> _Data shown_
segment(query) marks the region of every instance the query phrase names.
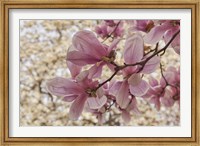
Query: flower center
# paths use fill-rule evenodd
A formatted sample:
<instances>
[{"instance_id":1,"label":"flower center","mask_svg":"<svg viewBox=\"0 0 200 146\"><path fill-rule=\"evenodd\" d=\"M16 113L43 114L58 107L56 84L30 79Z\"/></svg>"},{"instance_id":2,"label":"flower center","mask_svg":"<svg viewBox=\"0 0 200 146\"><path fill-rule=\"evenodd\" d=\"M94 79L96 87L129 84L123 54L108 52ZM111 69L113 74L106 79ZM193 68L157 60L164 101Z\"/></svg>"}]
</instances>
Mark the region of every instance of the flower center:
<instances>
[{"instance_id":1,"label":"flower center","mask_svg":"<svg viewBox=\"0 0 200 146\"><path fill-rule=\"evenodd\" d=\"M108 56L103 56L101 59L105 62L114 62L115 61L115 50L112 50Z\"/></svg>"},{"instance_id":2,"label":"flower center","mask_svg":"<svg viewBox=\"0 0 200 146\"><path fill-rule=\"evenodd\" d=\"M85 92L88 94L89 97L97 97L96 91L94 89L88 88L88 89L86 89Z\"/></svg>"}]
</instances>

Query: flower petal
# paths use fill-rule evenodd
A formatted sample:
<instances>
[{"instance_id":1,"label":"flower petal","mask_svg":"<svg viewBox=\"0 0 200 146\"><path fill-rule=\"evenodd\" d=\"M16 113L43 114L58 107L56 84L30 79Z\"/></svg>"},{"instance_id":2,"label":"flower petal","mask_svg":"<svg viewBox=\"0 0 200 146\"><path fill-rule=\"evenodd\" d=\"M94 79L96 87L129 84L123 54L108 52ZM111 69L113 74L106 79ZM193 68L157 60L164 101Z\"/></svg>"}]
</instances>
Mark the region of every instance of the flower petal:
<instances>
[{"instance_id":1,"label":"flower petal","mask_svg":"<svg viewBox=\"0 0 200 146\"><path fill-rule=\"evenodd\" d=\"M67 54L67 61L70 61L79 66L84 66L87 64L94 64L100 60L94 56L84 54L80 51L71 51Z\"/></svg>"},{"instance_id":2,"label":"flower petal","mask_svg":"<svg viewBox=\"0 0 200 146\"><path fill-rule=\"evenodd\" d=\"M150 99L150 102L153 103L153 104L155 105L155 107L156 107L156 109L157 109L158 111L160 110L160 98L159 98L159 97L156 97L156 96L152 97L152 98Z\"/></svg>"},{"instance_id":3,"label":"flower petal","mask_svg":"<svg viewBox=\"0 0 200 146\"><path fill-rule=\"evenodd\" d=\"M142 36L135 34L127 38L124 50L125 63L131 64L140 61L143 57L144 42Z\"/></svg>"},{"instance_id":4,"label":"flower petal","mask_svg":"<svg viewBox=\"0 0 200 146\"><path fill-rule=\"evenodd\" d=\"M67 61L67 67L73 79L81 72L81 68L82 68L81 66L73 64L70 61Z\"/></svg>"},{"instance_id":5,"label":"flower petal","mask_svg":"<svg viewBox=\"0 0 200 146\"><path fill-rule=\"evenodd\" d=\"M81 94L75 99L69 110L69 118L71 120L78 120L83 111L86 100L87 96L85 94Z\"/></svg>"},{"instance_id":6,"label":"flower petal","mask_svg":"<svg viewBox=\"0 0 200 146\"><path fill-rule=\"evenodd\" d=\"M124 81L118 90L117 96L116 96L116 102L119 104L119 106L122 109L125 109L130 101L128 98L129 96L129 88L128 88L128 82Z\"/></svg>"},{"instance_id":7,"label":"flower petal","mask_svg":"<svg viewBox=\"0 0 200 146\"><path fill-rule=\"evenodd\" d=\"M74 93L77 94L83 91L82 88L78 86L78 84L62 77L51 79L47 82L46 85L47 90L56 96L66 96Z\"/></svg>"},{"instance_id":8,"label":"flower petal","mask_svg":"<svg viewBox=\"0 0 200 146\"><path fill-rule=\"evenodd\" d=\"M101 76L102 73L102 67L103 67L104 63L101 62L100 64L96 63L94 64L90 69L89 69L89 75L88 78L92 79L92 78L98 78Z\"/></svg>"},{"instance_id":9,"label":"flower petal","mask_svg":"<svg viewBox=\"0 0 200 146\"><path fill-rule=\"evenodd\" d=\"M101 45L94 33L88 30L77 32L72 39L73 46L85 54L100 59L106 55L105 48Z\"/></svg>"},{"instance_id":10,"label":"flower petal","mask_svg":"<svg viewBox=\"0 0 200 146\"><path fill-rule=\"evenodd\" d=\"M74 99L76 99L76 97L78 97L78 95L75 95L75 94L66 95L66 96L63 98L63 101L72 102Z\"/></svg>"},{"instance_id":11,"label":"flower petal","mask_svg":"<svg viewBox=\"0 0 200 146\"><path fill-rule=\"evenodd\" d=\"M132 86L137 86L138 84L140 84L141 81L142 81L142 78L140 77L140 73L132 74L128 78L128 84Z\"/></svg>"},{"instance_id":12,"label":"flower petal","mask_svg":"<svg viewBox=\"0 0 200 146\"><path fill-rule=\"evenodd\" d=\"M151 85L151 87L155 87L158 85L158 80L156 80L154 77L150 76L149 77L149 84Z\"/></svg>"},{"instance_id":13,"label":"flower petal","mask_svg":"<svg viewBox=\"0 0 200 146\"><path fill-rule=\"evenodd\" d=\"M87 99L87 102L91 109L99 109L107 102L107 98L106 96L103 96L101 98L90 97Z\"/></svg>"},{"instance_id":14,"label":"flower petal","mask_svg":"<svg viewBox=\"0 0 200 146\"><path fill-rule=\"evenodd\" d=\"M148 89L149 89L149 85L147 84L146 81L141 80L140 84L133 86L130 85L130 92L131 94L137 96L137 97L141 97L142 95L146 94Z\"/></svg>"},{"instance_id":15,"label":"flower petal","mask_svg":"<svg viewBox=\"0 0 200 146\"><path fill-rule=\"evenodd\" d=\"M160 64L160 57L154 56L145 64L141 72L145 74L150 74L156 70L159 64Z\"/></svg>"},{"instance_id":16,"label":"flower petal","mask_svg":"<svg viewBox=\"0 0 200 146\"><path fill-rule=\"evenodd\" d=\"M170 29L168 24L155 26L151 31L144 37L144 42L148 44L156 44L162 39L164 33Z\"/></svg>"},{"instance_id":17,"label":"flower petal","mask_svg":"<svg viewBox=\"0 0 200 146\"><path fill-rule=\"evenodd\" d=\"M119 43L120 39L115 39L112 44L109 46L108 48L108 52L110 53L110 51L115 50L117 47L117 44Z\"/></svg>"}]
</instances>

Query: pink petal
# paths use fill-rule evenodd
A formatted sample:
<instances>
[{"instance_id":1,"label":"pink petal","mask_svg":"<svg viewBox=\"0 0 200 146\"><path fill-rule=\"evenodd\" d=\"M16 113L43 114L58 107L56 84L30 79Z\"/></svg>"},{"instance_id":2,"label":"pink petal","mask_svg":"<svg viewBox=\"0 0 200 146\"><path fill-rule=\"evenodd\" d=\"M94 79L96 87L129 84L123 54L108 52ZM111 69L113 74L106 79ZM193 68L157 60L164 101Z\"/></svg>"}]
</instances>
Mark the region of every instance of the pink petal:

> _Exercise goal_
Return verbatim every line of the listing from the one containing "Query: pink petal" through the last line of the listing, inclusive.

> _Solution for this problem_
Query: pink petal
# paths use fill-rule evenodd
A formatted sample:
<instances>
[{"instance_id":1,"label":"pink petal","mask_svg":"<svg viewBox=\"0 0 200 146\"><path fill-rule=\"evenodd\" d=\"M16 113L43 114L58 107L56 84L30 79Z\"/></svg>"},{"instance_id":2,"label":"pink petal","mask_svg":"<svg viewBox=\"0 0 200 146\"><path fill-rule=\"evenodd\" d=\"M94 79L96 87L129 84L123 54L108 52ZM111 69L113 74L106 79ZM193 68L157 60L164 101Z\"/></svg>"}]
</instances>
Mark the region of every instance of the pink petal:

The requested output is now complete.